Абхазия нарисовалась внезапно, как озеро Амткел за поворотом из леса.
Память - штука очень гибкая. Я уже и забыла про 2008 год, “пятидневную войну”, которую так широко освещали в СМИ, закончившуюся признанием Россией Абхазии и Южной Осетии как независимых государств.
Сейчас на границе сидят лениво-скучающие пограничники, которые листают твой паспорт, как журнал “Star Hit”, и даже не просвечивают вещи, с которыми ты вступаешь на территорию другого государства.
В Абхазии ты не можешь официально приобрести ни пяди земли - а то “понаедут богатые москвичи, и скупят нашу землю, а где мы будем жить?”. Действует программа помощи многодетным семьям, но - “только с чистой кровью”. То есть, если отец и мать в семействе - другой национальности, финансовую помощь вы не получите. Есть квота для поступления в российские вузы - для абхазских детей - но есть условие: надо сдать экзамен на абхазский язык, набрав высокие баллы. А преподается он в школах на очень невысоком уровне.

* Данные записи *
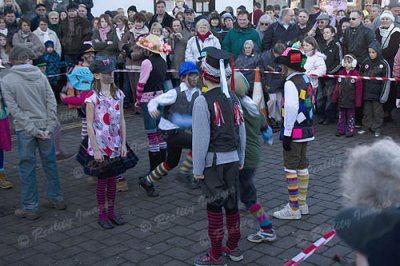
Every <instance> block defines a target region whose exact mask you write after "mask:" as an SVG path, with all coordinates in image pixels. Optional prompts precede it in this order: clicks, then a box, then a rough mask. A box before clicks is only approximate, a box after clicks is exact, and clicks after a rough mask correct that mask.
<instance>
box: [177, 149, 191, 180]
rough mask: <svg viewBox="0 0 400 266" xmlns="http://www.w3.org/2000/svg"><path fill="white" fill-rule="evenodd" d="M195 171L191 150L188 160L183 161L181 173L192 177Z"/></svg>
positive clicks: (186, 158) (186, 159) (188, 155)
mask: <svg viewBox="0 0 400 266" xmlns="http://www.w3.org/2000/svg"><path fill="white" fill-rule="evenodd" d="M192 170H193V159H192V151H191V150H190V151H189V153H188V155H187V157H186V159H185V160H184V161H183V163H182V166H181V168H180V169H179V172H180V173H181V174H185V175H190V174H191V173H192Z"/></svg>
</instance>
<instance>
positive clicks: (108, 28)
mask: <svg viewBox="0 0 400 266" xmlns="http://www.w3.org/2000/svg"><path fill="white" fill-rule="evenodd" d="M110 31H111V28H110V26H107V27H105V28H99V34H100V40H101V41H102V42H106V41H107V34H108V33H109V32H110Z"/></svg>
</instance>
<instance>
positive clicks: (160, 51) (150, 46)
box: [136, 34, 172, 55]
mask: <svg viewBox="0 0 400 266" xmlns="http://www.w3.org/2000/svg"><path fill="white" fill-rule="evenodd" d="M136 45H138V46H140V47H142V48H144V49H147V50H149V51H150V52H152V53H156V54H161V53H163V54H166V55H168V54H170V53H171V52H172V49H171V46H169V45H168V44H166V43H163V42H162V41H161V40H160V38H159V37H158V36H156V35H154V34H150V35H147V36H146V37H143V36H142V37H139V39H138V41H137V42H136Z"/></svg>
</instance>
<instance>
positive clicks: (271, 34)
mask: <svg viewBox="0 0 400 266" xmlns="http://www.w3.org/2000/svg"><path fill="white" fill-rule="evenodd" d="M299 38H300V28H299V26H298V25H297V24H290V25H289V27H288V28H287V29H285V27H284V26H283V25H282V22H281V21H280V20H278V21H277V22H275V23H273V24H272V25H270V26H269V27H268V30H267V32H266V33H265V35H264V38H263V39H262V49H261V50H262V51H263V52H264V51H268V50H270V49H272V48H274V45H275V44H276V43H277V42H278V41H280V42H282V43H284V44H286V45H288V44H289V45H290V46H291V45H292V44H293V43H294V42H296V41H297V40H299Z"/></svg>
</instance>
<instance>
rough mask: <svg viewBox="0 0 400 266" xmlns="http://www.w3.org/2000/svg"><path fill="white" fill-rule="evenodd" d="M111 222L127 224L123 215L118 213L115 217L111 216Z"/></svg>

* Условия задания *
A) Ответьте по тексту об Абхазии на вопросы, каждый с новой строки:
(i) Какое озеро упоминается в первой фразе?
(ii) С каким журналом сравнивается то, как пограничники листают паспорт?
(iii) Какое условие нужно выполнить абхазским детям, чтобы поступить в российский вуз по квоте?
B) Перепишите отрывок текста об Абхазии от «Сейчас на границе» до «территорию другого государства.», поменяв «пограничники» на «таможенники».
C) Допишите, что могло бы идти дальше в тексте об Абхазии после его последней фразы.

* Ответы по заданиям *
A)
(i) Озеро Амткел.
(ii) С журналом “Star Hit”.
(iii) Сдать экзамен по абхазскому языку на высокие баллы.

B)
Сейчас на границе сидят лениво-скучающие таможенники, которые листают твой паспорт, как журнал “Star Hit”, и даже не просвечивают вещи, с которыми ты вступаешь на территорию другого государства.

C)
Хотели в 90-ых годах присоединиться к России. Ан не вышло. А теперь - поздно… - то ли грустно, то ли безразлично вздыхает один из наших проводников. - Теперь только попробуй об этом заикнуться. Нет, затопчут на месте. Независимость же. За что боролись?
Ловлю себя на жадной мысли: “Вот бы Россия присоединила еще кусочек земли к своей территории” - и удивляюсь направлению своих мыслей. Откуда они? Врожденная человеческая жадность, желание обладать всем, до чего могут дотянуться руки? Как визирь, расстелив перед собой карту мира, очерчивает заточенным карандашом области, которые хочет присоединить к своим владениям
Вот оно, твое международное право, в действии.
“Понимаешь, когда живешь тут, в Абхазии - очень трудно представить, что есть где-то еще другая жизнь. Выбраться из этого болота” - печально говорит Ислам, наш юный проводник, наполовину - русский, наполовину - кабардино-балкарец.
А чем ты хочешь заниматься, Ислам?
Хочу разбогатеть. Деньги - это хорошо. Только я не знаю, что делать. Чем заниматься, по жизни.
Ислам живет в престижном районе Сухума, так называемой “сухумской рублевке”, учит английский, общаясь с семьей калифорнийцев, перебравшихся из Америки в Абхазию, участвует в общественной жизни района и ищет себя, пока находясь в академическом отпуске.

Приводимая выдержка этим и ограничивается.